*** TRECHO SELECIONADO

Espécie de Ferrari das vodcas, os rótulos superpremium exibem aromas e sabores requintados – distantes, portanto, da imagem e do paladar recorrentes de bebida inodora e insípida dos rótulos mais conhecidos da maioria dos consumidores. Sua produção especialíssima inclui, entre outras exigências, o uso de uma única matéria-prima, em geral, o trigo, que origina vodcas mais macias. Também difere o seu processo de destilação, além dos mecanismos de filtragem, mais complexos. 

No pelotão de elite das ultrapremium, a polonesa Belvedere, uma das primeiras vodcas de luxo lançadas no mercado mundial e escorada em uma tradição de mais de 600 anos, é produzida a partir do centeio dourado Dankowskie, cujos grãos são provenientes exclusivamente da região da Mazovia. Em seu elegante rótulo está estampada a residência oficial da presidência da Polônia, sua marca registrada.

******

O QUE FAZER:
(1) Liste os aspectos da produção das vodcas superpremium que, de acordo com o trecho sobre vodcas, as diferenciam das demais.
(2) Segundo o trecho sobre vodcas, de que região vêm os grãos usados na produção da Belvedere?
(3) Reproduza o trecho sobre vodcas entre "Espécie de Ferrari" e "filtragem, mais complexos.", inclusive.

*** DADOS EXIBIDOS

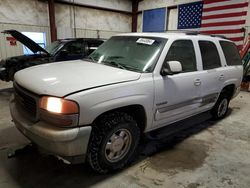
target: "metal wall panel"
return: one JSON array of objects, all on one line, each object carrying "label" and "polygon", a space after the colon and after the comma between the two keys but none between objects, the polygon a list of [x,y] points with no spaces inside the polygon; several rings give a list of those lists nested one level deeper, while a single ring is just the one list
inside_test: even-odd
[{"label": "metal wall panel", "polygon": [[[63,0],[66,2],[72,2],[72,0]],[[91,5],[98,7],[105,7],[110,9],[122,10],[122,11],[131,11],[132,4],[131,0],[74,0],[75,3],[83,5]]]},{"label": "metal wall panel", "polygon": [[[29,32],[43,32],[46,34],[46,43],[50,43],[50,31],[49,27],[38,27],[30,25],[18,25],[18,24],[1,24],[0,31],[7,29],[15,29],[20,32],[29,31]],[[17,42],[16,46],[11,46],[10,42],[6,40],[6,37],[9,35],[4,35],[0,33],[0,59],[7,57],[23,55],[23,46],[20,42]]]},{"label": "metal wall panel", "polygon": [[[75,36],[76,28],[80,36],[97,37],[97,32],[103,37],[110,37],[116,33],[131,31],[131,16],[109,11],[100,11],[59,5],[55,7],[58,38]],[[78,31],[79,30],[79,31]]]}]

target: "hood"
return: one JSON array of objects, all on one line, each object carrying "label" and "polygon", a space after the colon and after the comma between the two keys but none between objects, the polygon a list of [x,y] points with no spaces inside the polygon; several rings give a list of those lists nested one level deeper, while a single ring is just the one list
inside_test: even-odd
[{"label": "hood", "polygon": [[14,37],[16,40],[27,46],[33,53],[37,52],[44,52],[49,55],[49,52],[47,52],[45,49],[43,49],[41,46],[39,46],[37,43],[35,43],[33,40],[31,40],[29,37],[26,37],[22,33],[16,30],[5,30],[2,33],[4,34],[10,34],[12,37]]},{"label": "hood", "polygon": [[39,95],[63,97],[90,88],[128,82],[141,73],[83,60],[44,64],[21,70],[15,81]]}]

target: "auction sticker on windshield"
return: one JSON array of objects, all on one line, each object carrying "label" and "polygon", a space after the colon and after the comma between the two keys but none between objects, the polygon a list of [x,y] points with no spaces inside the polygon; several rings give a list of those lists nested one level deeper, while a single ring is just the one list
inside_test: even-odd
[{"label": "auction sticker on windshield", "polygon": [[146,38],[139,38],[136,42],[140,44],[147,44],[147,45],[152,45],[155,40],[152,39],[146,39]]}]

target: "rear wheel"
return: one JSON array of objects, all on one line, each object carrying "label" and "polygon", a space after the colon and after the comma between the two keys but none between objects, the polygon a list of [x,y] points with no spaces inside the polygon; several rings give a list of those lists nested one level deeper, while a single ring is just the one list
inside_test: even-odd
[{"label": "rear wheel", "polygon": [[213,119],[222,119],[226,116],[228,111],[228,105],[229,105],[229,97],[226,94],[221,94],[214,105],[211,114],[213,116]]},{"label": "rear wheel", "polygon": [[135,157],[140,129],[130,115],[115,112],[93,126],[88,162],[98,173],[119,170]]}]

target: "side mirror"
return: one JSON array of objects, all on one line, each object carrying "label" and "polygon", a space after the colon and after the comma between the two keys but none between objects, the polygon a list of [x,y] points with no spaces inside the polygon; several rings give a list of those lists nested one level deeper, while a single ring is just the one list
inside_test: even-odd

******

RESPOSTAS EM ORDEM:
(1) O uso de uma única matéria-prima, em geral o trigo; o processo de destilação; os mecanismos de filtragem, mais complexos.

(2) Exclusivamente da região da Mazovia.

(3)
Espécie de Ferrari das vodcas, os rótulos superpremium exibem aromas e sabores requintados – distantes, portanto, da imagem e do paladar recorrentes de bebida inodora e insípida dos rótulos mais conhecidos da maioria dos consumidores. Sua produção especialíssima inclui, entre outras exigências, o uso de uma única matéria-prima, em geral, o trigo, que origina vodcas mais macias. Também difere o seu processo de destilação, além dos mecanismos de filtragem, mais complexos.